**Your goal**
Rewrite each line of the data below as a Markdown table with two columns, Row and Line. Number the rows in order and omit blank lines.

**Record set**
Begin

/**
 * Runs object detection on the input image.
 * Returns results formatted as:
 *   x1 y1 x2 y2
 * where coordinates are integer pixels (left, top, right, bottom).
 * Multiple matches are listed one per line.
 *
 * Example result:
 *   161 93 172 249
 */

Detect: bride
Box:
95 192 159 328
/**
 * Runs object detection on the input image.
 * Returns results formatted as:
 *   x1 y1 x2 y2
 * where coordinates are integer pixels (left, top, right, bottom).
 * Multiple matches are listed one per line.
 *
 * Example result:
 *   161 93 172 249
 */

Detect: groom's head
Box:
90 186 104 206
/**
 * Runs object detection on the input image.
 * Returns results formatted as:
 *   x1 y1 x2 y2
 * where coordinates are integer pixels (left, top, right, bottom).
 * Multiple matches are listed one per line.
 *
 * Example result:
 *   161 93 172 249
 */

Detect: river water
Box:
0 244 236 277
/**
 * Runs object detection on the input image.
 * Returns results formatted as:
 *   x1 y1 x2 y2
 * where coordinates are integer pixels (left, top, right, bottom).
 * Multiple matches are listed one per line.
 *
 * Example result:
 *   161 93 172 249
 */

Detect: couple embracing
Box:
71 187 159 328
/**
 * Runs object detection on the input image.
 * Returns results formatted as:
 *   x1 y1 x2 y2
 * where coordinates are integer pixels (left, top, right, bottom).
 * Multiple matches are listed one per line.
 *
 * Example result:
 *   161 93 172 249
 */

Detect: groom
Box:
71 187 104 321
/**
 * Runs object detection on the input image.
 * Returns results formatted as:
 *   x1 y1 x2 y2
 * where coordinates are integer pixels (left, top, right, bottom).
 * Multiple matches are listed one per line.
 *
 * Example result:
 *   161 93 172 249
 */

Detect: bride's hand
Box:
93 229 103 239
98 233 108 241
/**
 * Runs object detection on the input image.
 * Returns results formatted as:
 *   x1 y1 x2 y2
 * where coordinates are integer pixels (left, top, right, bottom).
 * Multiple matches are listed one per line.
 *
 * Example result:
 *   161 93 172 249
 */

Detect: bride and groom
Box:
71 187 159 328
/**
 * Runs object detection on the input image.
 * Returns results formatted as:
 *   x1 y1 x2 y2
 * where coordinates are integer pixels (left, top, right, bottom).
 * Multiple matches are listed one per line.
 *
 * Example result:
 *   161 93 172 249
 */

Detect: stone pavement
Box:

End

**Solution for this task**
| Row | Line |
|---|---|
| 1 | /** |
| 2 |  * Runs object detection on the input image. |
| 3 |  * Returns results formatted as: |
| 4 |  *   x1 y1 x2 y2 |
| 5 |  * where coordinates are integer pixels (left, top, right, bottom). |
| 6 |  * Multiple matches are listed one per line. |
| 7 |  * |
| 8 |  * Example result: |
| 9 |  *   161 93 172 249 |
| 10 |  */ |
| 11 | Detect: bride |
| 12 | Box: |
| 13 | 95 192 159 328 |
| 14 | /** |
| 15 |  * Runs object detection on the input image. |
| 16 |  * Returns results formatted as: |
| 17 |  *   x1 y1 x2 y2 |
| 18 |  * where coordinates are integer pixels (left, top, right, bottom). |
| 19 |  * Multiple matches are listed one per line. |
| 20 |  * |
| 21 |  * Example result: |
| 22 |  *   161 93 172 249 |
| 23 |  */ |
| 24 | Detect: groom's head |
| 25 | Box: |
| 26 | 90 186 104 206 |
| 27 | /** |
| 28 |  * Runs object detection on the input image. |
| 29 |  * Returns results formatted as: |
| 30 |  *   x1 y1 x2 y2 |
| 31 |  * where coordinates are integer pixels (left, top, right, bottom). |
| 32 |  * Multiple matches are listed one per line. |
| 33 |  * |
| 34 |  * Example result: |
| 35 |  *   161 93 172 249 |
| 36 |  */ |
| 37 | Detect: river water |
| 38 | Box: |
| 39 | 0 244 236 277 |
| 40 | /** |
| 41 |  * Runs object detection on the input image. |
| 42 |  * Returns results formatted as: |
| 43 |  *   x1 y1 x2 y2 |
| 44 |  * where coordinates are integer pixels (left, top, right, bottom). |
| 45 |  * Multiple matches are listed one per line. |
| 46 |  * |
| 47 |  * Example result: |
| 48 |  *   161 93 172 249 |
| 49 |  */ |
| 50 | Detect: couple embracing |
| 51 | Box: |
| 52 | 71 187 159 328 |
| 53 | /** |
| 54 |  * Runs object detection on the input image. |
| 55 |  * Returns results formatted as: |
| 56 |  *   x1 y1 x2 y2 |
| 57 |  * where coordinates are integer pixels (left, top, right, bottom). |
| 58 |  * Multiple matches are listed one per line. |
| 59 |  * |
| 60 |  * Example result: |
| 61 |  *   161 93 172 249 |
| 62 |  */ |
| 63 | Detect: groom |
| 64 | Box: |
| 65 | 71 187 104 321 |
| 66 | /** |
| 67 |  * Runs object detection on the input image. |
| 68 |  * Returns results formatted as: |
| 69 |  *   x1 y1 x2 y2 |
| 70 |  * where coordinates are integer pixels (left, top, right, bottom). |
| 71 |  * Multiple matches are listed one per line. |
| 72 |  * |
| 73 |  * Example result: |
| 74 |  *   161 93 172 249 |
| 75 |  */ |
| 76 | Detect: bride's hand |
| 77 | Box: |
| 78 | 93 229 103 239 |
| 79 | 98 233 108 241 |
| 80 | /** |
| 81 |  * Runs object detection on the input image. |
| 82 |  * Returns results formatted as: |
| 83 |  *   x1 y1 x2 y2 |
| 84 |  * where coordinates are integer pixels (left, top, right, bottom). |
| 85 |  * Multiple matches are listed one per line. |
| 86 |  * |
| 87 |  * Example result: |
| 88 |  *   161 93 172 249 |
| 89 |  */ |
| 90 | Detect: bride and groom |
| 91 | Box: |
| 92 | 71 187 159 328 |
| 93 | /** |
| 94 |  * Runs object detection on the input image. |
| 95 |  * Returns results formatted as: |
| 96 |  *   x1 y1 x2 y2 |
| 97 |  * where coordinates are integer pixels (left, top, right, bottom). |
| 98 |  * Multiple matches are listed one per line. |
| 99 |  * |
| 100 |  * Example result: |
| 101 |  *   161 93 172 249 |
| 102 |  */ |
| 103 | Detect: stone pavement |
| 104 | Box: |